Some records

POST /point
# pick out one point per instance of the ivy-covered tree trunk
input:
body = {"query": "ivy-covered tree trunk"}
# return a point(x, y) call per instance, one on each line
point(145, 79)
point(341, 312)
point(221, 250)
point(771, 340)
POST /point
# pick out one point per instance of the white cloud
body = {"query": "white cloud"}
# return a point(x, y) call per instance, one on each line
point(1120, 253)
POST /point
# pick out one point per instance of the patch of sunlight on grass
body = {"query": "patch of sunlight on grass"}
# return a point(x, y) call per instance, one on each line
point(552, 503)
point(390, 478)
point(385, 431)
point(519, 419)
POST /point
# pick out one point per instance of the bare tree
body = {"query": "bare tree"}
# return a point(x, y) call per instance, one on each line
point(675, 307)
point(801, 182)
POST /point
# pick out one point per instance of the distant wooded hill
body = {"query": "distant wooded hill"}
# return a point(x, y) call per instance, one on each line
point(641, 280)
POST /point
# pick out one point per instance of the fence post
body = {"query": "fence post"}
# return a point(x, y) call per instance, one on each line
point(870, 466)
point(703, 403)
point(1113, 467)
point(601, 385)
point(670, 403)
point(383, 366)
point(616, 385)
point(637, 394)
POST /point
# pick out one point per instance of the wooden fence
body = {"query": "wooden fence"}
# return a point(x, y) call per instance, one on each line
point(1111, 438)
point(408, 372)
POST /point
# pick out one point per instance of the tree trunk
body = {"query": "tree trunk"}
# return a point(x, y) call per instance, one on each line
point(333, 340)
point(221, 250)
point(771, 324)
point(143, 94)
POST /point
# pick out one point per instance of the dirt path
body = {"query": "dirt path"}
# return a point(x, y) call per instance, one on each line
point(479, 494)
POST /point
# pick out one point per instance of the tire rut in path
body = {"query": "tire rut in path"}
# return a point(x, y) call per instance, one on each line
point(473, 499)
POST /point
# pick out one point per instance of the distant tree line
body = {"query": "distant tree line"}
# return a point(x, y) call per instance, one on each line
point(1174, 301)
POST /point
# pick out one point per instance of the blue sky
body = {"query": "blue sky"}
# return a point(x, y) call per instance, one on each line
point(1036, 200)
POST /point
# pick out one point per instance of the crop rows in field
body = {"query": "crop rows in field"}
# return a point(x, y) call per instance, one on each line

» EXERCISE:
Please repeat all of the lines above word for word.

» REPLY TO THE TASK:
POST /point
# pick out one point per instance of the ivy-covered tree trunk
input:
body = {"query": "ivy-covered tree trunk"}
# return a point(x, y) call per instance, one on each line
point(145, 79)
point(341, 312)
point(221, 250)
point(771, 340)
POST /point
# pick out one point per instance of the white cloud
body = {"query": "white cloud"}
# return a point(x, y) call per instance, one on each line
point(1120, 253)
POST /point
# pick out one point per instance of the patch of sunlight on grass
body = {"query": "patch of sunlight on grass"}
# return a point(x, y) call per instance, one on each line
point(552, 503)
point(390, 478)
point(385, 431)
point(519, 419)
POST /point
# pick out one point per instance of the bare tree
body = {"query": "bare tree"}
# return a point(x, y) call per instance, one on each line
point(675, 307)
point(801, 182)
POST /point
# pick out one point per instance of the distant wooded hill
body = {"query": "distant wooded hill"}
# return a point(x, y) call per instance, one on each line
point(641, 280)
POST /point
# pick out one point per instance of the fence post
body = {"query": "fence post"}
# return a point(x, y) call per instance, one on each line
point(870, 466)
point(703, 403)
point(1113, 467)
point(601, 385)
point(670, 403)
point(383, 366)
point(616, 385)
point(637, 394)
POST /point
# pick out one point per instance of the wooden fence
body = {"query": "wooden fence"}
# return a point(x, y) call per instance, one on each line
point(1111, 438)
point(408, 372)
POST /point
# pick out one point per instance of the tree trunk
body = {"query": "tree trunk"}
# return a point(x, y) call per instance, one on each line
point(333, 340)
point(221, 250)
point(771, 324)
point(143, 94)
POST /point
# pick out one point per instance of the dirt path
body = {"query": "dirt path"}
# return a point(x, y) call per instance, one on each line
point(479, 494)
POST /point
# pick out one point per instance of the tire rut in path
body = {"query": "tire rut in path"}
# return a point(x, y) call per instance, one on each line
point(473, 499)
POST /point
# pick out one point per instance of the distant tree line
body = {"query": "distant tree line"}
# return a point(x, y) call per instance, one on each line
point(1174, 301)
POST /point
# pick out one point per instance of the blue sky
body = {"query": "blue sky"}
# return a point(x, y) call per instance, one on each line
point(1036, 200)
POST /point
# pick out one point per instance of the crop rows in field
body = {"query": "crop rows in field"}
# return a point(x, y) call per instance, one on each line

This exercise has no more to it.